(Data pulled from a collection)
------

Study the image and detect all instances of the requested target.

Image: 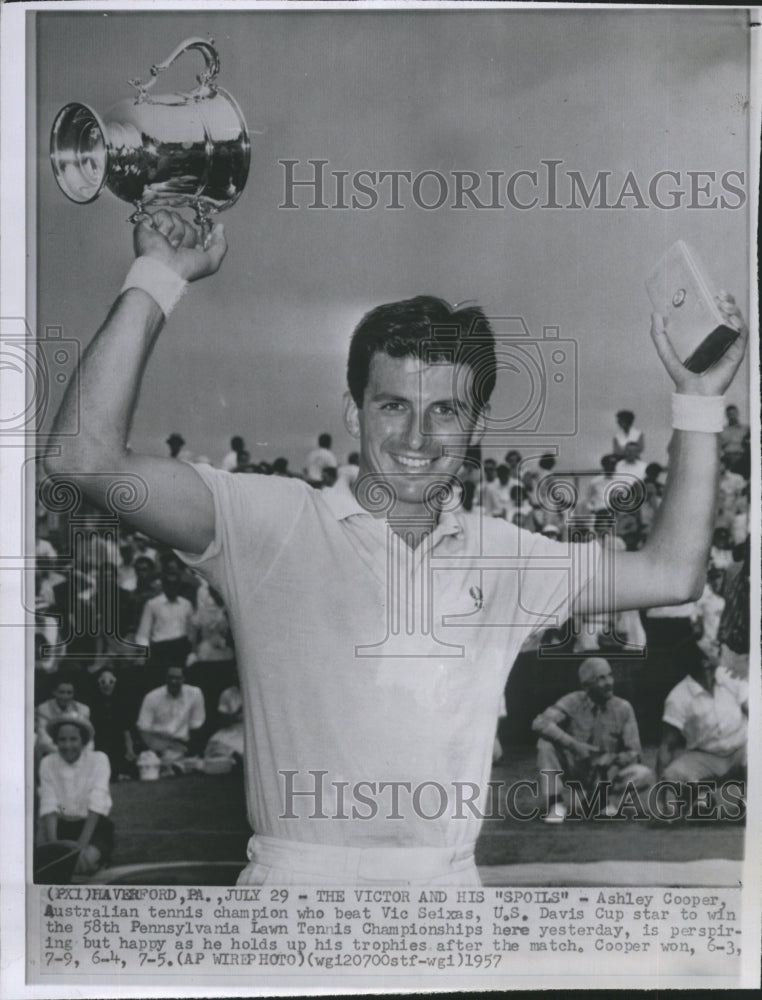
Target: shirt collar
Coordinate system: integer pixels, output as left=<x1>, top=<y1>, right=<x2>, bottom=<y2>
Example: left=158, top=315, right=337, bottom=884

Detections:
left=685, top=674, right=717, bottom=698
left=318, top=478, right=463, bottom=537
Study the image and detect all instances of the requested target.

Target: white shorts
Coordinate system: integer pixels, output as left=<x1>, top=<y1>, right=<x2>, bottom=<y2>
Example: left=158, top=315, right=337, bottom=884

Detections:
left=237, top=834, right=481, bottom=886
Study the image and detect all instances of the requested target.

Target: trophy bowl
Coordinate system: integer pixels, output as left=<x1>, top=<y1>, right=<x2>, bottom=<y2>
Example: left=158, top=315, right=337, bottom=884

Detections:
left=50, top=38, right=251, bottom=227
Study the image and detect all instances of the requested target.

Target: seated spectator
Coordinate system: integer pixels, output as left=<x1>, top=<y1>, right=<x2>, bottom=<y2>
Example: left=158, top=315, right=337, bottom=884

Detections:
left=614, top=441, right=647, bottom=482
left=306, top=434, right=339, bottom=490
left=656, top=655, right=748, bottom=815
left=612, top=410, right=646, bottom=458
left=204, top=684, right=243, bottom=760
left=35, top=677, right=90, bottom=757
left=34, top=565, right=61, bottom=674
left=532, top=657, right=653, bottom=823
left=720, top=403, right=749, bottom=464
left=90, top=667, right=136, bottom=781
left=137, top=666, right=206, bottom=765
left=39, top=715, right=114, bottom=875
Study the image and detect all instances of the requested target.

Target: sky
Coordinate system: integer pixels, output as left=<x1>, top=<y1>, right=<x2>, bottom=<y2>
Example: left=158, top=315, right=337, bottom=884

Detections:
left=30, top=9, right=749, bottom=470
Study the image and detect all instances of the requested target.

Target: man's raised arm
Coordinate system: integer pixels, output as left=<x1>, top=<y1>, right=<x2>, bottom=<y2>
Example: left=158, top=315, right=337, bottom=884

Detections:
left=45, top=210, right=227, bottom=553
left=583, top=295, right=749, bottom=610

------

● **REQUIRED WORK**
Please put the listing, from its first line through the line containing "left=318, top=478, right=463, bottom=537", into a numbered list, leaving out blank lines and the picture.

● **TASK RESPONSE**
1. Study the image and detect all instances of the requested target.
2. Image: 
3. Target: shirt collar
4. Coordinate system: integer pixels, output as left=<x1>, top=<y1>, right=<x2>, bottom=<y2>
5. Example: left=158, top=315, right=337, bottom=884
6. Detections:
7. left=685, top=674, right=717, bottom=698
8. left=318, top=478, right=463, bottom=537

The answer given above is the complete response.